Each line below must be reproduced exactly, though the pictures are to be dropped.

=== INPUT FOR THIS TASK ===

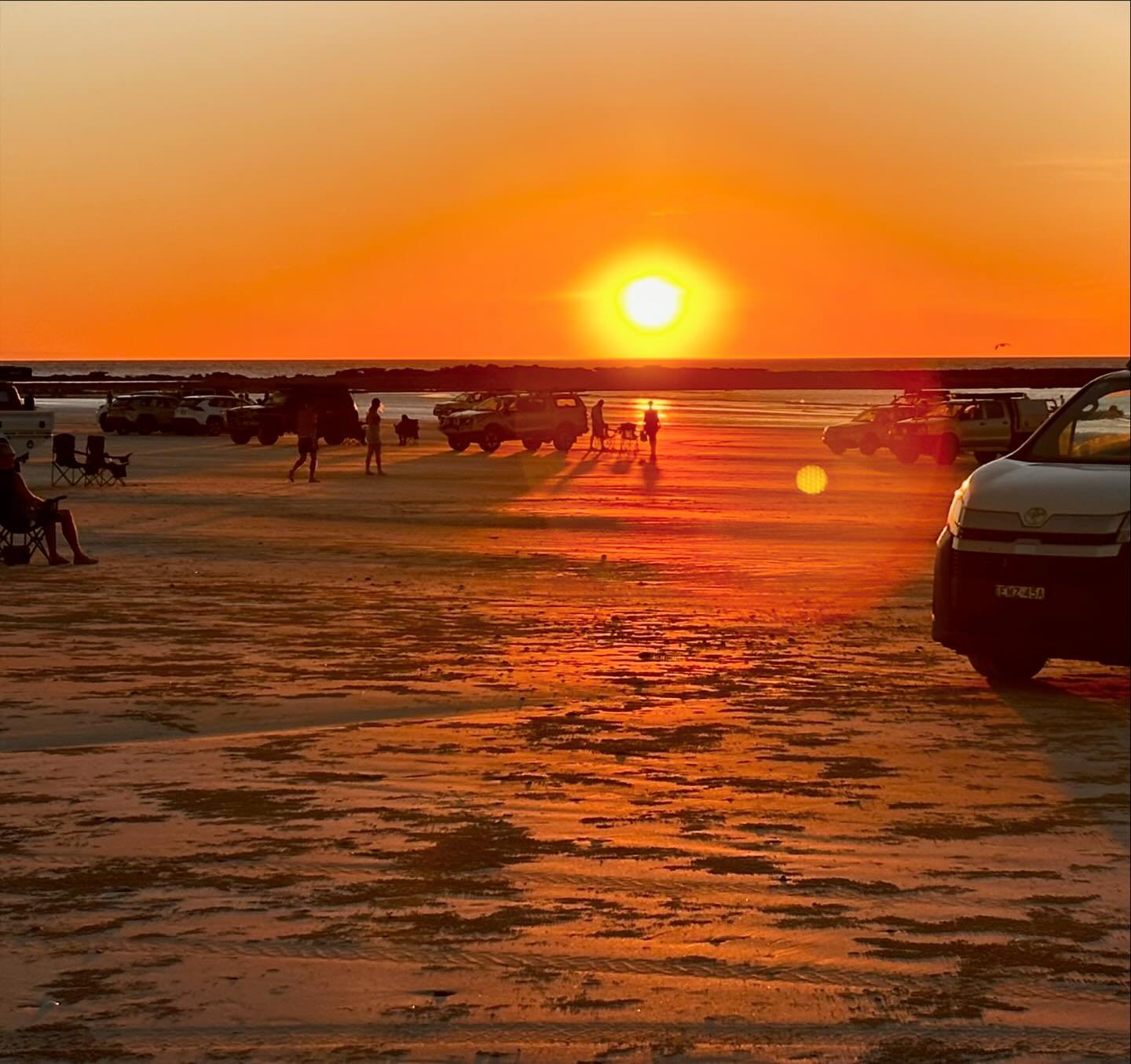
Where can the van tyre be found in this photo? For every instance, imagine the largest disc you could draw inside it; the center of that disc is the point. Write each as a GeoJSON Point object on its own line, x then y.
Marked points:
{"type": "Point", "coordinates": [1008, 666]}
{"type": "Point", "coordinates": [565, 437]}
{"type": "Point", "coordinates": [491, 439]}
{"type": "Point", "coordinates": [948, 450]}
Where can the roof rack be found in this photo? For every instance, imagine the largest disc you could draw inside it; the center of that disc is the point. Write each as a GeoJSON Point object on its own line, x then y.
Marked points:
{"type": "Point", "coordinates": [990, 395]}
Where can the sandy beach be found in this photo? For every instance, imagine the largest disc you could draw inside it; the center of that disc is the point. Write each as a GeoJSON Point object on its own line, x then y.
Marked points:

===

RESULT OF THE EXERCISE
Where can the van tyre be found in this photo? For every instance, imagine the largest disc you could draw inside it; the center of that disc is the point. Write each as a GeoJSON Point object on its own line, x then y.
Marked points:
{"type": "Point", "coordinates": [1008, 666]}
{"type": "Point", "coordinates": [565, 437]}
{"type": "Point", "coordinates": [491, 439]}
{"type": "Point", "coordinates": [948, 450]}
Where can the roof rack be found in this photo? For every instance, imagine the largest disc you could draw inside it; the center of that disc is the point. Write each as a GeoJSON Point object on its own line, x then y.
Marked points:
{"type": "Point", "coordinates": [990, 395]}
Where can the sandy beach be found in this photo? For every instance, imagine the largest disc you could draw inside it; the center of that disc is the point. Write each as a GeoJSON Point object on its own line, x then y.
Marked points:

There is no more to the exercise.